Source passage:
* * * * *
Irene Molloy has been seen in five different Broadway productions of HELLO, DOLLY!
But Kate Baldwin was the only one of the quintet Tony-nominated. Her plaintive
rendition of “Ribbons down My Back” is so impressive that we believe she could have
even done wonders with the wordy song that Jerry Herman had originally written for that
spot: “I Still Love the Love I Loved When First in Love I Fell.”

This brings us to a story about Estelle Parsons. The Oscar-winner and multiple Tony-
nominee started her career in the early ‘50s as an on-screen reporter on NBC’s THE
TODAY SHOW. However, soon after she had given birth to twins, her bosses asked her to go to Monaco and cover Grace Kelly’s wedding. Parsons refused because she didn’t want to leave her twins — and was summarily fired. She then auditioned for many a Broadway show, including HAPPY HUNTING, where she got the role of Mary Mills — a reporter who goes to Monaco to cover Grace Kelly’s wedding.
* * * * *
Problem set:
(a) In the Broadway passage, swap "Monaco" for "Paris" and write out the section from "But Kate Baldwin" to "to cover Grace Kelly’s wedding.".
(b) In the Broadway passage, what role did Estelle Parsons get in HAPPY HUNTING?
(c) Do these statements agree with the Broadway passage? Answer yes or no for each, quoting the words that decide it.
(i) Of the five actresses who played Irene Molloy on Broadway, only Kate Baldwin was Tony-nominated.
(ii) Estelle Parsons agreed to go to Monaco to cover Grace Kelly’s wedding.
(iii) Estelle Parsons began her career as an on-screen reporter on NBC’s THE TODAY SHOW.
The records that follow come from a separate source.

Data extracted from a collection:
* * * * *
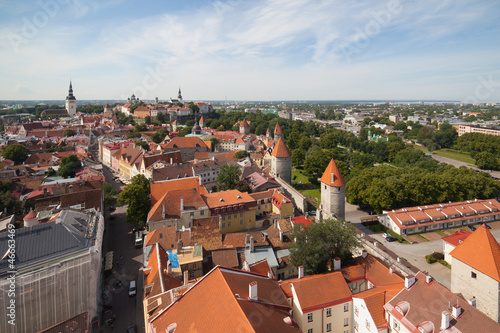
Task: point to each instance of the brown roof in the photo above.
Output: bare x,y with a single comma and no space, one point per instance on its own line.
480,251
425,302
225,257
225,198
170,203
330,170
277,129
220,302
158,189
280,149
186,142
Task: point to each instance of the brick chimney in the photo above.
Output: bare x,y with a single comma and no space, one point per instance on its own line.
409,281
445,320
336,264
252,291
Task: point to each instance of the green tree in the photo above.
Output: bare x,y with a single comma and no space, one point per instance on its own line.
486,161
109,195
136,196
17,153
241,154
228,177
68,166
319,243
69,132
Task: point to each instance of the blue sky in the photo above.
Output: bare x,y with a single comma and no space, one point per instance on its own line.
251,50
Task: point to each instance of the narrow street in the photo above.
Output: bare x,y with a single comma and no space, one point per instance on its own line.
119,238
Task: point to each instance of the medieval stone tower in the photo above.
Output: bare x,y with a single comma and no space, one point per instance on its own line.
* * * * *
The responses:
(a)
But Kate Baldwin was the only one of the quintet Tony-nominated. Her plaintive
rendition of “Ribbons down My Back” is so impressive that we believe she could have
even done wonders with the wordy song that Jerry Herman had originally written for that
spot: “I Still Love the Love I Loved When First in Love I Fell.”

This brings us to a story about Estelle Parsons. The Oscar-winner and multiple Tony-
nominee started her career in the early ‘50s as an on-screen reporter on NBC’s THE
TODAY SHOW. However, soon after she had given birth to twins, her bosses asked her to go to Paris and cover Grace Kelly’s wedding. Parsons refused because she didn’t want to leave her twins — and was summarily fired. She then auditioned for many a Broadway show, including HAPPY HUNTING, where she got the role of Mary Mills — a reporter who goes to Paris to cover Grace Kelly’s wedding.

(b) She got the role of Mary Mills, a reporter who goes to Monaco to cover Grace Kelly’s wedding.

(c)
(i) Yes: "But Kate Baldwin was the only one of the quintet Tony-nominated."
(ii) No: "Parsons refused because she didn’t want to leave her twins"
(iii) Yes: "started her career in the early ‘50s as an on-screen reporter on NBC’s THE TODAY SHOW"